Give the line containing "find the light" again, exactly, along with all later lines of the entries, through the last one.

================

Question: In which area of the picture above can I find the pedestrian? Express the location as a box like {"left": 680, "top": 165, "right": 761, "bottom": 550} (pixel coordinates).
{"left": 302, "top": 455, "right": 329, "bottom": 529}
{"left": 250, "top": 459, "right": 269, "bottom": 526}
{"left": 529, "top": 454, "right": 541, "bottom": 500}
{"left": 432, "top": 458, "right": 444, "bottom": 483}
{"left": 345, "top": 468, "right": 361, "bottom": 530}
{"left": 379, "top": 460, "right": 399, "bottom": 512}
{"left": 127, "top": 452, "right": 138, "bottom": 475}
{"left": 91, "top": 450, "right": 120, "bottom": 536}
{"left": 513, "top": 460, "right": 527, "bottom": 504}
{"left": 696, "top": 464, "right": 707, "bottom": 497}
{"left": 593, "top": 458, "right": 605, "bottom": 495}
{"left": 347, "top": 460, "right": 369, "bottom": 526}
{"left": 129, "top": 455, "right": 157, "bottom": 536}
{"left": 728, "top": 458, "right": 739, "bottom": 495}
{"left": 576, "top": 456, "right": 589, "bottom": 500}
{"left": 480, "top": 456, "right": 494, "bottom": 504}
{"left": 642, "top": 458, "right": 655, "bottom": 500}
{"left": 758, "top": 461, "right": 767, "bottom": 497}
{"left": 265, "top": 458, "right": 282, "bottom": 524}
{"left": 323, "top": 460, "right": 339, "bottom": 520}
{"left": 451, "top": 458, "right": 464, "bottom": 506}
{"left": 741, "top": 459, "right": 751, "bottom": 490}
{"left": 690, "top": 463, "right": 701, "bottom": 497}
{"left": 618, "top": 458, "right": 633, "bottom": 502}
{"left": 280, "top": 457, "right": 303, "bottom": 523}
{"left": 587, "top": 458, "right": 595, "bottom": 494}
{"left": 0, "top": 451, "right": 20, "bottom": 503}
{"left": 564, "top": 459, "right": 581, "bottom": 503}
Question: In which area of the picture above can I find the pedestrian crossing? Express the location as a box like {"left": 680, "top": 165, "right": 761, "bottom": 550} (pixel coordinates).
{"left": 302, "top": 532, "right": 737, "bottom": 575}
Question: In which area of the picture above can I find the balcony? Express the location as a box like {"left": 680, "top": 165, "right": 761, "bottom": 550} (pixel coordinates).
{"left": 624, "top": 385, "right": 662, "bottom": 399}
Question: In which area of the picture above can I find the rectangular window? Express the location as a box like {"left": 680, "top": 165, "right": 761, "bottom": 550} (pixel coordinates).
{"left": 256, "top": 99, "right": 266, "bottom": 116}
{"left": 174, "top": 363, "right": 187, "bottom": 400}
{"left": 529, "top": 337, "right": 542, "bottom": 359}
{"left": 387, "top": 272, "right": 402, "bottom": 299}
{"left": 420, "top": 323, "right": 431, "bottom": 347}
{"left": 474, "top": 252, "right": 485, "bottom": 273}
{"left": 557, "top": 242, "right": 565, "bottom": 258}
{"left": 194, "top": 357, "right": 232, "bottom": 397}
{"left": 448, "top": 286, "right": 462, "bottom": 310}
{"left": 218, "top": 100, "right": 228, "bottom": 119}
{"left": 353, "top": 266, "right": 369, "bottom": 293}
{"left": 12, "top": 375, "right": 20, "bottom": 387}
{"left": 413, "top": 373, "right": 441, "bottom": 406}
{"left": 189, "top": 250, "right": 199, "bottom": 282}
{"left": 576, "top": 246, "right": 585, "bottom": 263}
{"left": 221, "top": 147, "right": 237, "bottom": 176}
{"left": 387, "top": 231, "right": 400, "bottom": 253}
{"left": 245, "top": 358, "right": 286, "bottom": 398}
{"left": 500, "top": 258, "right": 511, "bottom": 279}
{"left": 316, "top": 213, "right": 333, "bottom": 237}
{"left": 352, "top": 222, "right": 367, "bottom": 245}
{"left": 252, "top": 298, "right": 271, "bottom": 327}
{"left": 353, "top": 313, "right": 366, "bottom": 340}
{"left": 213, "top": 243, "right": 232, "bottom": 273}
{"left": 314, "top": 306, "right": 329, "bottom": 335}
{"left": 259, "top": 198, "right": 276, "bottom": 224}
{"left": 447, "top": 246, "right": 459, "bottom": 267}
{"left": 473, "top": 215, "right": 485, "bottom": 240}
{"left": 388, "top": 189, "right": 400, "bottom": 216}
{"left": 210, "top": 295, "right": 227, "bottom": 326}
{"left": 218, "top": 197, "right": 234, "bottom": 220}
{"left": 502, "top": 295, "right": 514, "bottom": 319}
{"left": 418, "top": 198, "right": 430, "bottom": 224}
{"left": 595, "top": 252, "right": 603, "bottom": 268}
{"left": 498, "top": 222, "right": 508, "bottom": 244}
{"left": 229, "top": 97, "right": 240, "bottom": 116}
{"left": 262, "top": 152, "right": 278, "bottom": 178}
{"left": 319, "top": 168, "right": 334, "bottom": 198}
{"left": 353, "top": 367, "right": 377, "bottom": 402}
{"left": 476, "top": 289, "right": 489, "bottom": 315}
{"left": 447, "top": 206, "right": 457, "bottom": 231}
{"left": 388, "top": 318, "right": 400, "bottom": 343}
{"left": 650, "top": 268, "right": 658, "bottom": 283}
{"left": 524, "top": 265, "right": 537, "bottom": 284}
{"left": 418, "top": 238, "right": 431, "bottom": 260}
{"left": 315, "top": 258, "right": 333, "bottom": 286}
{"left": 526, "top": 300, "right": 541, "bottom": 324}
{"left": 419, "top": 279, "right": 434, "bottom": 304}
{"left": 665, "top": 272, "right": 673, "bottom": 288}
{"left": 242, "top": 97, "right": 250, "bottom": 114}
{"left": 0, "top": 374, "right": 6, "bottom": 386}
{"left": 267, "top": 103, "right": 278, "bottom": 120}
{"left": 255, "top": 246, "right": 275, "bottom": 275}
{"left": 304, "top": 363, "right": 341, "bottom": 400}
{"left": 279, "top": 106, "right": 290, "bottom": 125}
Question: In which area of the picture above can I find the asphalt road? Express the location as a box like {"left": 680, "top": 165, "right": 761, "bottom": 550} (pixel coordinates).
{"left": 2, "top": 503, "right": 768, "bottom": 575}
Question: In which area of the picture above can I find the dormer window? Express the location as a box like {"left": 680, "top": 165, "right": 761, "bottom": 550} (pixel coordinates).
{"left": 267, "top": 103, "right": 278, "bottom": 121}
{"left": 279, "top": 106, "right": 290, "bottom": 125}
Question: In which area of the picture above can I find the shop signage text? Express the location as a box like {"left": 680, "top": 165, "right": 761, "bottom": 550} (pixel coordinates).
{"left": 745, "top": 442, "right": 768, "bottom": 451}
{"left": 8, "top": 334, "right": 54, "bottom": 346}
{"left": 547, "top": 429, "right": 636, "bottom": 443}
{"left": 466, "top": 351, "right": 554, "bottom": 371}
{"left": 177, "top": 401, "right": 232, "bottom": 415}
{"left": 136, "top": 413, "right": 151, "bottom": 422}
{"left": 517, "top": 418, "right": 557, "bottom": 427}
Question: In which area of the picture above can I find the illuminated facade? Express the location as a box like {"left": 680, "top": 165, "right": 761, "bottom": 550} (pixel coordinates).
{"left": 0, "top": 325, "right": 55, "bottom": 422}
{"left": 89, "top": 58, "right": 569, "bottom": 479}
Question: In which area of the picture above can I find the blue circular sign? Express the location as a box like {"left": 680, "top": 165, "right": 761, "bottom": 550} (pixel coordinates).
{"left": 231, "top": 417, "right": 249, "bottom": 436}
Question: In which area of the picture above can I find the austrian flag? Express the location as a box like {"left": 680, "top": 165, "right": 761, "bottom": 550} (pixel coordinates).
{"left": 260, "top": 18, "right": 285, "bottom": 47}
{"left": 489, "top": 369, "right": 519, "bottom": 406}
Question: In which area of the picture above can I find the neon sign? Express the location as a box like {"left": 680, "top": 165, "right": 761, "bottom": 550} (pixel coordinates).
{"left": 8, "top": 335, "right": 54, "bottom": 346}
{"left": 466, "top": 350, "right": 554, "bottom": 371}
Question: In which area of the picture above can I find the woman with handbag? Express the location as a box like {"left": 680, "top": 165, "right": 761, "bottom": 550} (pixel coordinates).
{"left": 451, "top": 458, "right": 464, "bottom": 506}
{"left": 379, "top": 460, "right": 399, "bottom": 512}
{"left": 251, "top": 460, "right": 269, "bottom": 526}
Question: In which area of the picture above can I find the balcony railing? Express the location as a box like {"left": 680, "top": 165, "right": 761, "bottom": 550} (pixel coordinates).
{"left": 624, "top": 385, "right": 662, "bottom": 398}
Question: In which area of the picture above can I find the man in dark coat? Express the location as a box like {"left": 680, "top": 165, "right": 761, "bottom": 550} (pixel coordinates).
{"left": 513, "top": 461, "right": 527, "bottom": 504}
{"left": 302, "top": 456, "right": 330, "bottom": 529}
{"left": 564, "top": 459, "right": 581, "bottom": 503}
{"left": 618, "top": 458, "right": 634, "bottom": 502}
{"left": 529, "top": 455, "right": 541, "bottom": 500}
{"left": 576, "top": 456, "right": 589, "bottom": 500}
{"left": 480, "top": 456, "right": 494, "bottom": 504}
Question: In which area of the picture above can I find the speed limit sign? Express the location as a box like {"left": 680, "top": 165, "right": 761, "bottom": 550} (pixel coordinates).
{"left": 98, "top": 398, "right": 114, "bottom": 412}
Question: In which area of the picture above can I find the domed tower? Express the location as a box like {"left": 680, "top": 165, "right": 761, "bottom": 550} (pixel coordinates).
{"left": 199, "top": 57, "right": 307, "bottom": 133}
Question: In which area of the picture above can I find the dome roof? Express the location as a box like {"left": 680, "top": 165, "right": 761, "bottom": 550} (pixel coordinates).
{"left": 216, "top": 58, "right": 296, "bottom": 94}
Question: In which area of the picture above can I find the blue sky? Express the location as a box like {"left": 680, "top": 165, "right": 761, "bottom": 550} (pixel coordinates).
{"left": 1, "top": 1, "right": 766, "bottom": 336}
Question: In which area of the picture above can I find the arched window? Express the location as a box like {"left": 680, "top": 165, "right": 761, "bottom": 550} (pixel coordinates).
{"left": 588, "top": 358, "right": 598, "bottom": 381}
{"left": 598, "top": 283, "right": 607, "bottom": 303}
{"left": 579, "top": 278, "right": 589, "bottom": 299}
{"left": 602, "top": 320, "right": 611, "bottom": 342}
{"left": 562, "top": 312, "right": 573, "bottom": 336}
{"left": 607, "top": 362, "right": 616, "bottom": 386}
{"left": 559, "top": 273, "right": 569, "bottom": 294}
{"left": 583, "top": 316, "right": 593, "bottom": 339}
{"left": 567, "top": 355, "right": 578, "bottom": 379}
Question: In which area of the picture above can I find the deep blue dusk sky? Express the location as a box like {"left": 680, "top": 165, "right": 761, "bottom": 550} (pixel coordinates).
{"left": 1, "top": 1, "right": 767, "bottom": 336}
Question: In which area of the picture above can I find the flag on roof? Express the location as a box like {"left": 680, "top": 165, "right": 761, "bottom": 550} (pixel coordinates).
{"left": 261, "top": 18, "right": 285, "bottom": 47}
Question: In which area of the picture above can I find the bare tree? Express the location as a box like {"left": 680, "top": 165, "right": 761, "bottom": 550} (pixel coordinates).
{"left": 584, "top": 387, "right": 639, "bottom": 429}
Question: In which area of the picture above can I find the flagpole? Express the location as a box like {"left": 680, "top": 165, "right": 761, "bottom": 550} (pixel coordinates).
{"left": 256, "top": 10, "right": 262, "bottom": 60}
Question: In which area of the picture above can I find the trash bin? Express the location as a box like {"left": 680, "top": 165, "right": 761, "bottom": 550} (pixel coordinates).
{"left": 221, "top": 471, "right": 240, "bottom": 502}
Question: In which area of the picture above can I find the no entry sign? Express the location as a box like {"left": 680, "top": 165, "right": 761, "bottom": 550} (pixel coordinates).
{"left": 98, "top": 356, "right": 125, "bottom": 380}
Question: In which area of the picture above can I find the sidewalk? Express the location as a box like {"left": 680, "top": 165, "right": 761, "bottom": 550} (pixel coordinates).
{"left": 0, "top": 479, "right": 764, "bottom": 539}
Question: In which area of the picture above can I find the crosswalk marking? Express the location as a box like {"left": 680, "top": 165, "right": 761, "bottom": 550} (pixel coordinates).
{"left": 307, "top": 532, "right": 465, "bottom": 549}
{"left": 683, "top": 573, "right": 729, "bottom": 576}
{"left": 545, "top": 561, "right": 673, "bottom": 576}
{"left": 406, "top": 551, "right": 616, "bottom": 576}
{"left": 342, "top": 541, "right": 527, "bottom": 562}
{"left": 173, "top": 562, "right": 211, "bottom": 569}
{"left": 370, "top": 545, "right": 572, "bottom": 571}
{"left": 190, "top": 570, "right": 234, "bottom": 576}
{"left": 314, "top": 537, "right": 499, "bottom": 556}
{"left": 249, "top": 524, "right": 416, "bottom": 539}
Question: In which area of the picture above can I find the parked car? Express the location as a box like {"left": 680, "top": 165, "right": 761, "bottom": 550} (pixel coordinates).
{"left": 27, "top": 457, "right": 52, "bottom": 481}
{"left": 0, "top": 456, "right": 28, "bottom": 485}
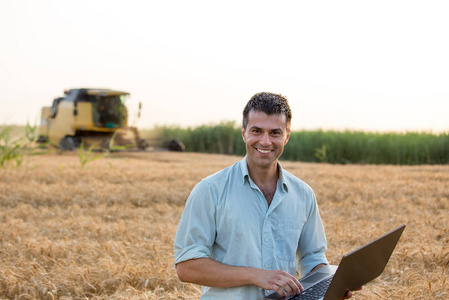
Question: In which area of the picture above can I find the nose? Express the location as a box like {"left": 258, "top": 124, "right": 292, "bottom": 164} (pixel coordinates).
{"left": 260, "top": 132, "right": 271, "bottom": 146}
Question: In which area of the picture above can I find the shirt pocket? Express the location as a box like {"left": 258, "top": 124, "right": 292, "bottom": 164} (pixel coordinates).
{"left": 274, "top": 220, "right": 304, "bottom": 262}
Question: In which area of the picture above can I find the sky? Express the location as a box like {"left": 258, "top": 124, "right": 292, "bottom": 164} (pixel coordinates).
{"left": 1, "top": 0, "right": 448, "bottom": 133}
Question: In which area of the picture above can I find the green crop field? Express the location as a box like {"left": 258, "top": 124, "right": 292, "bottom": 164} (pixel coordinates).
{"left": 150, "top": 123, "right": 449, "bottom": 165}
{"left": 3, "top": 123, "right": 449, "bottom": 165}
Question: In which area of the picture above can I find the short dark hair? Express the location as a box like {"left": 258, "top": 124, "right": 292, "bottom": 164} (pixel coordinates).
{"left": 242, "top": 92, "right": 292, "bottom": 129}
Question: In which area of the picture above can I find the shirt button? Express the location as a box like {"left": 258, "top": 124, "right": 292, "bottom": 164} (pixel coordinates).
{"left": 265, "top": 264, "right": 269, "bottom": 267}
{"left": 265, "top": 239, "right": 269, "bottom": 242}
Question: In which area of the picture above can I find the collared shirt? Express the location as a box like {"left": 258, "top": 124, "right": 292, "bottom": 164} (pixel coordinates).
{"left": 174, "top": 157, "right": 328, "bottom": 299}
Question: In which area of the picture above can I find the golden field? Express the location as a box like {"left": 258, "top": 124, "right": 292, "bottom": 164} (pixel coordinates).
{"left": 0, "top": 152, "right": 448, "bottom": 299}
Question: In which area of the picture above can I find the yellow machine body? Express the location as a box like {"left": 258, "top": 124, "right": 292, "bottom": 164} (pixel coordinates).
{"left": 38, "top": 88, "right": 138, "bottom": 150}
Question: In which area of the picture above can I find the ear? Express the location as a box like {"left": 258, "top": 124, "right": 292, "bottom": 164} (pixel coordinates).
{"left": 284, "top": 129, "right": 291, "bottom": 146}
{"left": 241, "top": 126, "right": 247, "bottom": 143}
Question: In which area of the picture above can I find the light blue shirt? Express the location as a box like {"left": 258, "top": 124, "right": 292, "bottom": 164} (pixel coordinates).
{"left": 174, "top": 157, "right": 328, "bottom": 299}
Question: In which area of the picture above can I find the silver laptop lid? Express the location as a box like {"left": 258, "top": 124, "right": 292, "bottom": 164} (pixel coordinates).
{"left": 265, "top": 224, "right": 406, "bottom": 300}
{"left": 323, "top": 224, "right": 406, "bottom": 300}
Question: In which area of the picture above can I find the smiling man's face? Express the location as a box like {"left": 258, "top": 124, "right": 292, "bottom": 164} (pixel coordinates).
{"left": 242, "top": 110, "right": 291, "bottom": 172}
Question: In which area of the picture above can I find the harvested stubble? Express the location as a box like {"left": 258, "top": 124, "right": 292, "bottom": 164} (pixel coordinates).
{"left": 0, "top": 152, "right": 448, "bottom": 299}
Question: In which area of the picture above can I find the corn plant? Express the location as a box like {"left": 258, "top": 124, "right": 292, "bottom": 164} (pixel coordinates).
{"left": 0, "top": 123, "right": 49, "bottom": 168}
{"left": 77, "top": 131, "right": 128, "bottom": 168}
{"left": 77, "top": 142, "right": 109, "bottom": 168}
{"left": 314, "top": 144, "right": 328, "bottom": 163}
{"left": 0, "top": 126, "right": 21, "bottom": 167}
{"left": 24, "top": 121, "right": 38, "bottom": 143}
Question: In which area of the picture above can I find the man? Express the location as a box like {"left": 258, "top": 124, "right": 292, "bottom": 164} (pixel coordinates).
{"left": 174, "top": 92, "right": 355, "bottom": 299}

================

--- Result of this exercise ---
Question: In which area of the picture above can I find the light blue shirt? Express the location as a box like {"left": 258, "top": 124, "right": 292, "bottom": 164} (pixel coordinates).
{"left": 174, "top": 157, "right": 328, "bottom": 299}
Question: In which area of the picture above can I find the silver laptop lid? Express the location as a box like {"left": 258, "top": 124, "right": 292, "bottom": 164} (pixel coordinates).
{"left": 265, "top": 224, "right": 406, "bottom": 300}
{"left": 323, "top": 224, "right": 406, "bottom": 300}
Question: In which area of the picture above can I find the smiling man's face? Express the location as a box like {"left": 258, "top": 124, "right": 292, "bottom": 164} (pixel coordinates).
{"left": 242, "top": 110, "right": 291, "bottom": 172}
Question: In which area of the picture above can I find the harvested stubble? Express the location as a box like {"left": 258, "top": 124, "right": 292, "bottom": 164} (pixel coordinates).
{"left": 0, "top": 152, "right": 448, "bottom": 299}
Question: In which area of the picture above can I find the corn plant? Express the location as a box like {"left": 258, "top": 124, "right": 292, "bottom": 164} (pixel coordinates).
{"left": 0, "top": 123, "right": 49, "bottom": 168}
{"left": 77, "top": 131, "right": 128, "bottom": 168}
{"left": 77, "top": 142, "right": 109, "bottom": 168}
{"left": 314, "top": 144, "right": 328, "bottom": 163}
{"left": 0, "top": 126, "right": 21, "bottom": 167}
{"left": 24, "top": 121, "right": 38, "bottom": 143}
Question: In which area of the picture above can I find the man? Express the location as a box like {"left": 258, "top": 124, "right": 292, "bottom": 164} (pixel coordinates).
{"left": 174, "top": 92, "right": 355, "bottom": 299}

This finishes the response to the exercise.